[Records for this task — start]

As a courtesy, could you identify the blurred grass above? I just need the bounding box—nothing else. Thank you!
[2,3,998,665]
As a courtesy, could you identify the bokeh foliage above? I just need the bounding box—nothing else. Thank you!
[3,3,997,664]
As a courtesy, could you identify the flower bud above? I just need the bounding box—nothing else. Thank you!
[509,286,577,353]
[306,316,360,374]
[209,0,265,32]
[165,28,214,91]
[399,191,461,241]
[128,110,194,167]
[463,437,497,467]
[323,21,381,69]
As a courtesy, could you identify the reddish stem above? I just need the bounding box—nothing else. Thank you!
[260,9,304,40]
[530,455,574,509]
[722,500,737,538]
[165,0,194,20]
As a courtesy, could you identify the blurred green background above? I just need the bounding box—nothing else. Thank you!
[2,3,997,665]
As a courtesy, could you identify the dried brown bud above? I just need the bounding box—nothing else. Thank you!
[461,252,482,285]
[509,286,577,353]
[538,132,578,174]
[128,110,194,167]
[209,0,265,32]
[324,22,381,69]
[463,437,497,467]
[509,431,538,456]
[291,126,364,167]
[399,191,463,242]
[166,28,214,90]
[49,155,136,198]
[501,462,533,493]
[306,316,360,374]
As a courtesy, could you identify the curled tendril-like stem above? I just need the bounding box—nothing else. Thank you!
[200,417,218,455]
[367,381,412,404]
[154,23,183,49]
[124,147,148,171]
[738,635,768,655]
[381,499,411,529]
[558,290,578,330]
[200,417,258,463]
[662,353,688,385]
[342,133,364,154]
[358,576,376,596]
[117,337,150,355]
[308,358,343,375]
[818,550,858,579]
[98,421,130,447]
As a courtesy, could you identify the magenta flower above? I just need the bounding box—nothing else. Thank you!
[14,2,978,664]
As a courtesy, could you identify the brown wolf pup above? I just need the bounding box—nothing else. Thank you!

[Records for this task — finish]
[Records for this task — start]

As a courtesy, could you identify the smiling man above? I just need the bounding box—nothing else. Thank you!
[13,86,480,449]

[Records for this task — finish]

From the entries above, give again exactly the lines running from the line with "As a courtesy, could you identify the magenta" to the line with "As a courtesy, could you identify the brown"; include both of those lines.

** Response to the task **
As a courtesy, could you identify the magenta flower above? I just need the bounding box—nothing else. Thank you!
[14,2,978,664]
As a courtesy, could you identify the brown wolf pup above? I just need the bounding box—nothing else. Thank you!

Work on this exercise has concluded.